CONSIGNE 1:
Relevez tous les noms de lieux géographiques (pays ou régions) cités nommément dans l'extrait sur Obama et l'Amérique latine, sans compter les adjectifs de nationalité.
CONSIGNE 2:
D'après l'extrait sur Obama et l'Amérique latine, les affirmations suivantes sont-elles exactes ? Répondez par oui ou par non, en citant textuellement les mots décisifs.
(a) Obama a refusé les minauderies de Netanyahu et Sarkozy.
(b) Ernesto Cardenal est présenté comme un romancier.
(c) José Saramago est présenté comme un écrivain espagnol.
===== EXTRAIT FOURNI
Manuel de Dieguez, un intellectuel hypercritique, et un
pessimiste lucide, voit le destin d'Obama comme celui d'un
nouvel Hamlet,
<http://plumenclume.net/textes/2009/USA/obama-dieguez-010609.htm>
, qui ne peut finir que tragiquement, parce qu'il n'a pas la
force de calmer à la fois sa mère folle de pouvoir (l'empire) et
le fantôme de son père (l'exigence d'éthique en politique).
Personnellement, je refuse de jouer le rôle classique, celui de
la "trahison des clercs", dont l'esprit critique est capable de
tuer, par le dénigrement, les efforts héroïques de ceux qui
déjouent leurs schémas. Nous savons tous, comme Manuel de
Diéguez, que Obama sera assassiné, est assassiné en ce moment
même, a déjà été condamné à mort par les néocons qu'il a
chassés, et les néo-moins cons qui l'entourent aussi. Notre
devoir est de démasquer les coups qui lui sont portés, non pas
de rajouter nos banderilles pour la mise à mort.
Il faut maintenant mettre en lumière les
efforts d'Obama pour instaurer la loyauté dans ses rapports avec
l'Amérique Latine, comme il a essayé de le faire au Moyen Orient
en refusant les minauderies de Netanyahu et Sarkozy. Il faut
aller dans le détail, et il est probable qu'Obama n'a pas encore
beaucoup potassé le dossier; mais déjà, la tronche que faisait
Uribe, le président colombien, à côté de lui, ces jours-ci, est
un bon indice. Obama lui a dit qu'il était
hors de question de briguer un troisième mandat! La claque,
pour le président le plus vendu aux neocons!!!!!
Un roi peut être un bon roi si le peuple le
soutient et le pousse dans la bonne direction. Il ne peut rien
faire si les intellos dressent le peuple contre lui:
l'opposition à Zelaya essayait de faire monter cette
mayonnaise-là. C'est un remake: ils ont failli réussir l'année
dernière au Nicaragua voisin, où des conspirateurs
professionnels ont voulu
dresser les intellos de gauche autour du poète et religieux
Ernesto Cardenal contre le président Daniel Ortega, également de
gauche). Si les intellectuels de gauche enfoncent un
président qui noue des liens avec Chavez et avec l'Alba, les
neocons ont gagné, sans se montrer!!!!! (c'est la tentative
contre Ortega, dans laquellel'écrivain portugais José Saramago,
celui qui fonce dans tous les panneaux, a été le premier à
marcher).
==========
===== EXTRAITS DE DONNÉES
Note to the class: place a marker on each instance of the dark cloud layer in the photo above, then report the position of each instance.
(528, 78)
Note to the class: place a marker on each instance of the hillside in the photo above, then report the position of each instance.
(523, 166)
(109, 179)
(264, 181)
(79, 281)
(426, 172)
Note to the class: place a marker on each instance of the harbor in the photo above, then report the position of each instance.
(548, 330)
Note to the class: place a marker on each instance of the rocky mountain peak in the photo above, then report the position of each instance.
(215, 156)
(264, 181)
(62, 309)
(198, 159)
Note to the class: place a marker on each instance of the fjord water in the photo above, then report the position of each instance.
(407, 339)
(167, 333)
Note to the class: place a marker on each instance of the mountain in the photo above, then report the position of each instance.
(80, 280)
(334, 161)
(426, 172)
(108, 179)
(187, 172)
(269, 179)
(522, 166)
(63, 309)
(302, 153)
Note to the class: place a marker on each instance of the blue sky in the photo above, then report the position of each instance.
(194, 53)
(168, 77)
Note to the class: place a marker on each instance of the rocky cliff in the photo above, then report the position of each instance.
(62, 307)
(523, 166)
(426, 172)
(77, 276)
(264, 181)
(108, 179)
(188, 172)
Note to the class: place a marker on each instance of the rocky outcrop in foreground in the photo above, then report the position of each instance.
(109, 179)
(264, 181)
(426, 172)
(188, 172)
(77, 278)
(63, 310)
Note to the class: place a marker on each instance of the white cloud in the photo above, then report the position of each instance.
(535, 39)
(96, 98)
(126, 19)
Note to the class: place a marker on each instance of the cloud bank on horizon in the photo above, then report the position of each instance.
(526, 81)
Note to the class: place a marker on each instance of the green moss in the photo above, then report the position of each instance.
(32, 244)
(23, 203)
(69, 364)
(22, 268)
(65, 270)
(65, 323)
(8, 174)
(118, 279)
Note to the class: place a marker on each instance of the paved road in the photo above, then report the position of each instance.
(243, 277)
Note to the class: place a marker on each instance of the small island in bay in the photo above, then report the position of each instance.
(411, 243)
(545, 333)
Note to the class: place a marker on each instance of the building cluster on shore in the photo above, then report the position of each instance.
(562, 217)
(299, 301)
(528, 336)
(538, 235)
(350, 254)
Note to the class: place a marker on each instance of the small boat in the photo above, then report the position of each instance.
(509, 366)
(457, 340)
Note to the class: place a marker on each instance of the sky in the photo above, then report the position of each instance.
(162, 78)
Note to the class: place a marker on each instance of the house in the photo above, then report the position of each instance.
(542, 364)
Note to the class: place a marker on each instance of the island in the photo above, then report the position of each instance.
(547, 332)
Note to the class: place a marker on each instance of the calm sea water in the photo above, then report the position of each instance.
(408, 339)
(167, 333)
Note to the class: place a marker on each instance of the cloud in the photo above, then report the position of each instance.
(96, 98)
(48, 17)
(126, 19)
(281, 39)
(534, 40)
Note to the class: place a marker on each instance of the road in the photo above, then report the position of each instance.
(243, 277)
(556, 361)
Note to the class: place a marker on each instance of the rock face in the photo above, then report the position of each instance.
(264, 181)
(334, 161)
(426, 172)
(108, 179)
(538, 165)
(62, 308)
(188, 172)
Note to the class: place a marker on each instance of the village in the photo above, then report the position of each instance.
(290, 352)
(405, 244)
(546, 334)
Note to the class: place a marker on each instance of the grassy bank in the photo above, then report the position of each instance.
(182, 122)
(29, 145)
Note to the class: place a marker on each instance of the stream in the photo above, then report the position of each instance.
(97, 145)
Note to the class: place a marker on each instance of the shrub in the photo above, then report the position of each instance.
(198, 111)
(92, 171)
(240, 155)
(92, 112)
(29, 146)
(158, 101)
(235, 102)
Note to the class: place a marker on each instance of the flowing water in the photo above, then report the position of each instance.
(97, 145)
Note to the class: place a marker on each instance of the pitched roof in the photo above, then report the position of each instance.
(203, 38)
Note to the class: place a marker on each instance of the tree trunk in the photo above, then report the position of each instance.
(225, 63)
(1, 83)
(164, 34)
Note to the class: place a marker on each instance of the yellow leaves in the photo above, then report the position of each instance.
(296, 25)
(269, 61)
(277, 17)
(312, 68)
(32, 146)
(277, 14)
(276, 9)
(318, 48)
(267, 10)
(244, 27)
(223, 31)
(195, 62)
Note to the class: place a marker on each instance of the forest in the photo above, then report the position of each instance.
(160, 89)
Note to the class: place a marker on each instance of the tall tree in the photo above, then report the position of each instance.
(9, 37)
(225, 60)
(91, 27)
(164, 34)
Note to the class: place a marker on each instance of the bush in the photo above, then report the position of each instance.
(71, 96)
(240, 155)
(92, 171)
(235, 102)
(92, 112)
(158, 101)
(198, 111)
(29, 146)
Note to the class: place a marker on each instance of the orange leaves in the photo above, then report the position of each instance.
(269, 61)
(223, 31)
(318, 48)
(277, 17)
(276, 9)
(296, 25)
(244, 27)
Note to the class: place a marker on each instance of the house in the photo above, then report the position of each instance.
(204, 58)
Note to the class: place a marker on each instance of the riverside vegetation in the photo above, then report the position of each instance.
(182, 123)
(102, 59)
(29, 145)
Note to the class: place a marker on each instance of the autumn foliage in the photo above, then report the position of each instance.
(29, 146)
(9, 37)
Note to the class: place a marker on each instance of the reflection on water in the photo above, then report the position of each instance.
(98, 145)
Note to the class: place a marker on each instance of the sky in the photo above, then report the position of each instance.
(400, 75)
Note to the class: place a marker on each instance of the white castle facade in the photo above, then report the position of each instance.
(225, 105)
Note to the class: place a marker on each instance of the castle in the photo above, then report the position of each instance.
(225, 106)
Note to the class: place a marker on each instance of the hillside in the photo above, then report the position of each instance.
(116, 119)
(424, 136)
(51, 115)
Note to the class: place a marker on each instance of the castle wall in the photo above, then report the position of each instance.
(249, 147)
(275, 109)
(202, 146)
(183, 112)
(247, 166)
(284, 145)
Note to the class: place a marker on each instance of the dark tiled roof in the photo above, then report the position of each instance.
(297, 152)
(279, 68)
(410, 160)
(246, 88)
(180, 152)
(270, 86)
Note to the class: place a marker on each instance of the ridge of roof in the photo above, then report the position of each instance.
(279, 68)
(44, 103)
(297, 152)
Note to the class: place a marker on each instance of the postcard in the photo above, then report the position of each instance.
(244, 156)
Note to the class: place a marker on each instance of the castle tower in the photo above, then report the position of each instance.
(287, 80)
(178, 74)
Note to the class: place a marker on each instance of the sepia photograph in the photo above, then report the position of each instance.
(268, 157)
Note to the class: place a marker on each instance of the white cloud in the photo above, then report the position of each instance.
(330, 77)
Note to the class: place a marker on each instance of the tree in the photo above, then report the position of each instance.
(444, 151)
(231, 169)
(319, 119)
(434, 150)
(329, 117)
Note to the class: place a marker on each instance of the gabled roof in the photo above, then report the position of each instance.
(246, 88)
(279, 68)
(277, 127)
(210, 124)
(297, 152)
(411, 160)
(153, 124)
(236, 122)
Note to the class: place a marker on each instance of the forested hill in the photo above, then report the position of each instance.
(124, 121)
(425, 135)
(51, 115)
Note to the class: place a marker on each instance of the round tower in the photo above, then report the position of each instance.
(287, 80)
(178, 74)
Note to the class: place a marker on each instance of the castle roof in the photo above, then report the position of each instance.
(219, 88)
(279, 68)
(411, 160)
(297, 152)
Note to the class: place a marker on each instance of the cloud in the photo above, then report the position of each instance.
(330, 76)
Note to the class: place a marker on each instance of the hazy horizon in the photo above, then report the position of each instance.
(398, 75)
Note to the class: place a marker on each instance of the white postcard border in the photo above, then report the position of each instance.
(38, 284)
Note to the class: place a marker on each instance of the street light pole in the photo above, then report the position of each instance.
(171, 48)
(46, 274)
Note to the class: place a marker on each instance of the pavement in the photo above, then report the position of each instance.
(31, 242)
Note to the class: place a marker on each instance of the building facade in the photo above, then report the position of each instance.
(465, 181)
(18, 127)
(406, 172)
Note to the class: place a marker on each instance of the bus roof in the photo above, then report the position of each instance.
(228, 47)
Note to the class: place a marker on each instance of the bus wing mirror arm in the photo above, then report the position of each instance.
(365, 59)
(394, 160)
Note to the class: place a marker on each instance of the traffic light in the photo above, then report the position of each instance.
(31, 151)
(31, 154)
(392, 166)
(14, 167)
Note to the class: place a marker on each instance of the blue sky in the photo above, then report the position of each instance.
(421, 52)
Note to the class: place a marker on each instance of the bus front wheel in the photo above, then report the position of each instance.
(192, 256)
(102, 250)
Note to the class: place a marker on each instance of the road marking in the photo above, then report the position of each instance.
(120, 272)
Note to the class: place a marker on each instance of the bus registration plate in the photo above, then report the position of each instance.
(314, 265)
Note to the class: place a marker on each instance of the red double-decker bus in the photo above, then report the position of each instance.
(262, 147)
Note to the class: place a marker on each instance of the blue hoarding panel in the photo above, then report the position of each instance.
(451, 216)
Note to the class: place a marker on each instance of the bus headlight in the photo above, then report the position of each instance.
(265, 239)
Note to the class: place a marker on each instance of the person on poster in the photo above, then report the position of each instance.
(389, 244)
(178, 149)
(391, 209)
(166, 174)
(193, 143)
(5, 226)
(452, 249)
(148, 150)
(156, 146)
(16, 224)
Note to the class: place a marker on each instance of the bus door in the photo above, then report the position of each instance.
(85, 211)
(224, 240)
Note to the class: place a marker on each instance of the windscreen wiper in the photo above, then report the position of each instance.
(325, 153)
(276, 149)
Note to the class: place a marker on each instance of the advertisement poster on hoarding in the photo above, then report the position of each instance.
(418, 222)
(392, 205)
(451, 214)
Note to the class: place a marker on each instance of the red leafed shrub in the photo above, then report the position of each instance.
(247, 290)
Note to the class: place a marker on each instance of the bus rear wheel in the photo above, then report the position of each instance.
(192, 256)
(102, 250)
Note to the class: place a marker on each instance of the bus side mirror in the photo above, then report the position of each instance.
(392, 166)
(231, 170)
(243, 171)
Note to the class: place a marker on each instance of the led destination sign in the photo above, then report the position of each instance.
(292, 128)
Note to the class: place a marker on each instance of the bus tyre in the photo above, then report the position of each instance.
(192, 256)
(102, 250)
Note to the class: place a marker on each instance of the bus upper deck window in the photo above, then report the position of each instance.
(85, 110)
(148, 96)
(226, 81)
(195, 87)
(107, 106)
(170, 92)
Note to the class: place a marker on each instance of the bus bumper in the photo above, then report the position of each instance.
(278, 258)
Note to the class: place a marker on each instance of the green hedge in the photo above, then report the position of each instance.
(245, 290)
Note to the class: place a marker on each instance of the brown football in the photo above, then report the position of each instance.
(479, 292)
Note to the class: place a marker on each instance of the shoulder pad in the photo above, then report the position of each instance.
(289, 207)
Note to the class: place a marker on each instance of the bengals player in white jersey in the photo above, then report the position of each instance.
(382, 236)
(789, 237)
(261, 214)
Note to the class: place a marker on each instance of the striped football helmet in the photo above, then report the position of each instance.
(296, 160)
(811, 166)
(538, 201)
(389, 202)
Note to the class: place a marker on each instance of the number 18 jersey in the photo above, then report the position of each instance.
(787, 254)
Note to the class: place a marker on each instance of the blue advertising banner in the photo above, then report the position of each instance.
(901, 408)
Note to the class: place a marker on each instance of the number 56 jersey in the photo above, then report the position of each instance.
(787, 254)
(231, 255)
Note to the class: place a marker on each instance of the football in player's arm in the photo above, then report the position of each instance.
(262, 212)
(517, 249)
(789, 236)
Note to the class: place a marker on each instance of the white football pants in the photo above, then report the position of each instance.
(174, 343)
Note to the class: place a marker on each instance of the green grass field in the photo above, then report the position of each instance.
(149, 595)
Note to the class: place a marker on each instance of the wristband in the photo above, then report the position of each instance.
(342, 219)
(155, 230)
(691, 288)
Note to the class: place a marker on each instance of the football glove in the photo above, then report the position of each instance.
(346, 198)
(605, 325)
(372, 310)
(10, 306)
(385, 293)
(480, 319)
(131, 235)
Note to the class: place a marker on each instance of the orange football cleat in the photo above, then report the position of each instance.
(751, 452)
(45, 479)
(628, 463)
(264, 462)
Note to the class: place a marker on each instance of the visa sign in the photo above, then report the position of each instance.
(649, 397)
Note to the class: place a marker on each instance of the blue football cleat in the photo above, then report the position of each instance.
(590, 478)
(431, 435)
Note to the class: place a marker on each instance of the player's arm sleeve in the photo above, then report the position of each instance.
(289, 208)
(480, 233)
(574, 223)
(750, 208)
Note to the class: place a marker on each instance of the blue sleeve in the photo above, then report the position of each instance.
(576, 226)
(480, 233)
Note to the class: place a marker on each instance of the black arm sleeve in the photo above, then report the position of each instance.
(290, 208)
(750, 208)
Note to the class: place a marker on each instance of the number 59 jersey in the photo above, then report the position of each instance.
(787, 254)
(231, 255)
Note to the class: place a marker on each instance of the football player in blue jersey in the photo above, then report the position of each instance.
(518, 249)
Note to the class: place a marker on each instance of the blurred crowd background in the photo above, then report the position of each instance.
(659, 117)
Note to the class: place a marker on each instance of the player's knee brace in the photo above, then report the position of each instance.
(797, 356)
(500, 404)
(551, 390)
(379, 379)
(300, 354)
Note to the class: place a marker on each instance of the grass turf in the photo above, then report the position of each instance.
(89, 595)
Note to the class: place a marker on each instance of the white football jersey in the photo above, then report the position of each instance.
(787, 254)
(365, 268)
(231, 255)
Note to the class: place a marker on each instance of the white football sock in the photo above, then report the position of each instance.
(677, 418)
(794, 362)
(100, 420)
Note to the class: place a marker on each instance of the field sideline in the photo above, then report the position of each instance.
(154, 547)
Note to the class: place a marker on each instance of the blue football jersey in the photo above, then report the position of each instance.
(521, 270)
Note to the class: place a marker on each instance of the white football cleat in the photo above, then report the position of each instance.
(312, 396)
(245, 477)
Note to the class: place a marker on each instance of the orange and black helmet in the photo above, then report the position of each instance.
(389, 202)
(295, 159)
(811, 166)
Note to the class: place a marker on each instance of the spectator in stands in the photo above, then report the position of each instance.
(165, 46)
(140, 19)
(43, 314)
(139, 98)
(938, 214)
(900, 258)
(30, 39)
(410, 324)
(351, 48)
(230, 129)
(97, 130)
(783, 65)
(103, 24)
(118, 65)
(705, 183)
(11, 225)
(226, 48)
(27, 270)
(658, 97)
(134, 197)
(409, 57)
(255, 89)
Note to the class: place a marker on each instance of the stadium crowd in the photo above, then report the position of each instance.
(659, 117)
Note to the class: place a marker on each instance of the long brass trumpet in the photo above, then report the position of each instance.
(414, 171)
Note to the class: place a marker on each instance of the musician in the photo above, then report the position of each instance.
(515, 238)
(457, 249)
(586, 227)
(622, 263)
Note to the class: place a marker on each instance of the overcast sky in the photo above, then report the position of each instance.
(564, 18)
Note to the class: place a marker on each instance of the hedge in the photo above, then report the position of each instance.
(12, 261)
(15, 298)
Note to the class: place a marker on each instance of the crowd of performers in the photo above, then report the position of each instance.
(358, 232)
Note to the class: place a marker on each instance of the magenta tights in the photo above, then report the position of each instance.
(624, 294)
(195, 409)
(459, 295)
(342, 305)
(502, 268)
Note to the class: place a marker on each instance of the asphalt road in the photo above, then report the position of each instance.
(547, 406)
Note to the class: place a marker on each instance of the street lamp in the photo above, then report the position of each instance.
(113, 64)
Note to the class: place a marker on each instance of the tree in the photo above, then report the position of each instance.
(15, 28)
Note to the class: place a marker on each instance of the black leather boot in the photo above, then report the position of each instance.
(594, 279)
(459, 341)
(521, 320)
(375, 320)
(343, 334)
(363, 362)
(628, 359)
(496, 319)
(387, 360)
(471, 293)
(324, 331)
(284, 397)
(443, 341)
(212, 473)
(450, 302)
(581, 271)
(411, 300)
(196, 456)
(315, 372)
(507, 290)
==========
RÉPONSE FINALE 1:
- Amérique Latine
- Moyen Orient
- Nicaragua

RÉPONSE FINALE 2:
(a) Oui : « en refusant les minauderies de Netanyahu et Sarkozy ».
(b) Non : « du poète et religieux Ernesto Cardenal ».
(c) Non : « l'écrivain portugais José Saramago ».